Integration with the 'imp' module

    The new import hooks are not easily integrated in the existing
    imp.find_module() and imp.load_module() calls.  It's questionable
    whether it's possible at all without breaking code; it is better to
    simply add a new function to the imp module.  The meaning of the
    existing imp.find_module() and imp.load_module() calls changes from:
    "they expose the built-in import mechanism" to "they expose the
    basic *unhooked* built-in import mechanism".  They simply won't
    invoke any import hooks.  A new imp module function is proposed (but
    not yet implemented) under the name "get_loader", which is used as
    in the following pattern:

        loader = imp.get_loader(fullname, path)
        if loader is not None:
            loader.load_module(fullname)

    In the case of a "basic" import, one the imp.find_module() function
    would handle, the loader object would be a wrapper for the current
    output of imp.find_module(), and loader.load_module() would call
    imp.load_module() with that output.

    Note that this wrapper is currently not yet implemented, although a
    Python prototype exists in the test_importhooks.py script (the
    ImpWrapper class) included with the patch.

Forward Compatibility

    Existing __import__ hooks will not invoke new-style hooks by magic,
    unless they call the original __import__ function as a fallback.
    For example, ihooks.py, iu.py and imputil.py are in this sense not
    forward compatible with this PEP.

Open Issues

    Modules often need supporting data files to do their job,
    particularly in the case of complex packages or full applications.
    Current practice is generally to locate such files via sys.path (or
    a package.__path__ attribute).  This approach will not work, in
    general, for modules loaded via an import hook.

    There are a number of possible ways to address this problem:

    - "Don't do that".  If a package needs to locate data files via its
      __path__, it is not suitable for loading via an import hook.  The
      package can still be located on a directory in sys.path, as at
      present, so this should not be seen as a major issue.

    - Locate data files from a standard location, rather than relative
      to the module file.  A relatively simple approach (which is
      supported by distutils) would be to locate data files based on
      sys.prefix (or sys.exec_prefix).  For example, looking in
      os.path.join(sys.prefix, "data", package_name).

    - Import hooks could offer a standard way of getting at data files
      relative to the module file.  The standard zipimport object
      provides a method get_data(name) which returns the content of the
      "file" called name, as a string.  To allow modules to get at the
      importer object, zipimport also adds an attribute "__loader__"
      to the module, containing the zipimport object used to load the
      module.  If such an approach is used, it is important that client
      code takes care not to break if the get_data method (or the
      __loader__ attribute) is not available, so it is not clear that
      this approach offers a general answer to the problem.

    Requiring loaders to set the module's __loader__ attribute means
    that the loader will not get thrown away once the load is complete.

[Provided data]
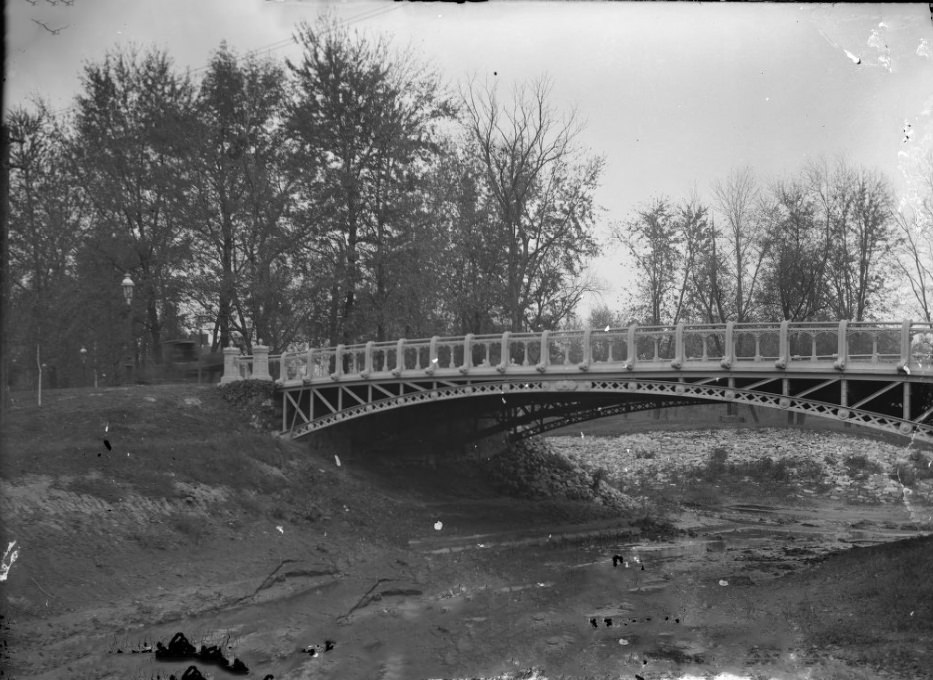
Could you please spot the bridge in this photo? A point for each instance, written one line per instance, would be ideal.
...
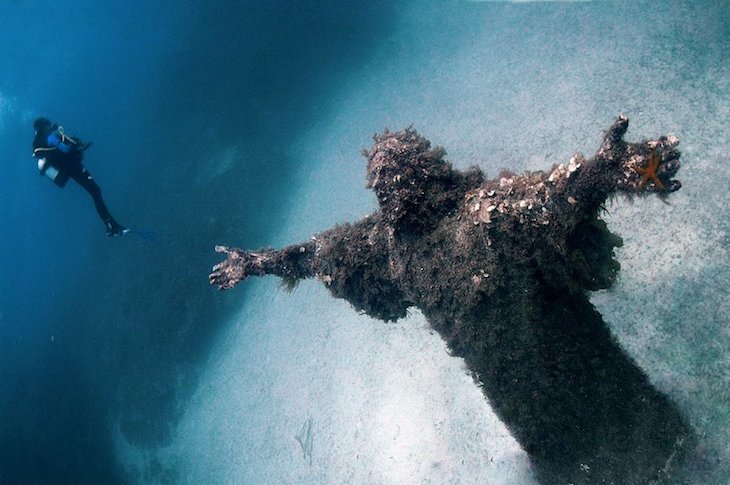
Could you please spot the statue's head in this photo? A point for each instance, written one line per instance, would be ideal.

[Problem 1] In the import hooks text, copy everything from "- Import hooks" down to "to the problem.", replacing "zipimport" with "zipimporter".
[Problem 2] Extend the import hooks text, beginning right after its final sentence.
The records were taken from a different source than the import hooks text.

[Written answer 1]
- Import hooks could offer a standard way of getting at data files
      relative to the module file.  The standard zipimporter object
      provides a method get_data(name) which returns the content of the
      "file" called name, as a string.  To allow modules to get at the
      importer object, zipimporter also adds an attribute "__loader__"
      to the module, containing the zipimporter object used to load the
      module.  If such an approach is used, it is important that client
      code takes care not to break if the get_data method (or the
      __loader__ attribute) is not available, so it is not clear that
      this approach offers a general answer to the problem.

[Written answer 2]
    This increases memory usage, and stops loaders from being
    lightweight, "throwaway" objects.  As loader objects are not
    required to offer any useful functionality (any such functionality,
    such as the zipimport get_data() method mentioned above, is
    optional) it is not clear that the __loader__ attribute will be
    helpful, in practice.

    On the other hand, importer objects are mostly permanent, as they
    live or are kept alive on sys.meta_path, sys.path_importer_cache, so
    for a loader to keep a reference to the importer costs us nothing
    extra.  Whether loaders will ever need to carry so much independent
    state for this to become a real issue is questionable.

    It was suggested on python-dev that it would be useful to be able to
    receive a list of available modules from an importer and/or a list
    of available data files for use with the get_data() method.  The
    protocol could grow two additional extensions, say list_modules()
    and list_files().  The latter makes sense on loader objects with a
    get_data() method.  However, it's a bit unclear which object should
    implement list_modules(): the importer or the loader or both?

    This PEP is biased towards loading modules from alternative places:
    it currently doesn't offer dedicated solutions for loading modules
    from alternative file formats or with alternative compilers.  In
    contrast, the ihooks module from the standard library does have a
    fairly straightforward way to do this.  The Quixote project [8] uses
    this technique to import PTL files as if they are ordinary Python
    modules.  To do the same with the new hooks would either mean to add
    a new module implementing a subset of ihooks as a new-style
    importer, or add a hookable built-in path importer object.

    There is no specific support within this PEP for "stacking" hooks. 
    For example, it is not obvious how to write a hook to load modules
    from ..tar.gz files by combining separate hooks to load modules from
    .tar and ..gz files.  However, there is no support for such stacking
    in the existing hook mechanisms (either the basic "replace
    __import__" method, or any of the existing import hook modules) and
    so this functionality is not an obvious requirement of the new
    mechanism.  It may be worth considering as a future enhancement,
    however.

    It is possible (via sys.meta_path) to add hooks which run before
    sys.path is processed.  However, there is no equivalent way of
    adding hooks to run after sys.path is processed.  For now, if a hook
    is required after sys.path has been processed, it can be simulated
    by adding an arbitrary "cookie" string at the end of sys.path, and
    having the required hook associated with this cookie, via the normal
    sys.path_hooks processing.  In the longer term, the path handling
    code will become a "real" hook on sys.meta_path, and at that stage
    it will be possible to insert user-defined hooks either before or
    after it.

Implementation

    The PEP 302 implementation has been integrated with Python as of
    2.3a1.  An earlier version is available as SourceForge patch
    #652586, but more interestingly, the SF item contains a fairly
    detailed history of the development and design.
    http://www.python.org/sf/652586

    PEP 273 has been implemented using PEP 302's import hooks.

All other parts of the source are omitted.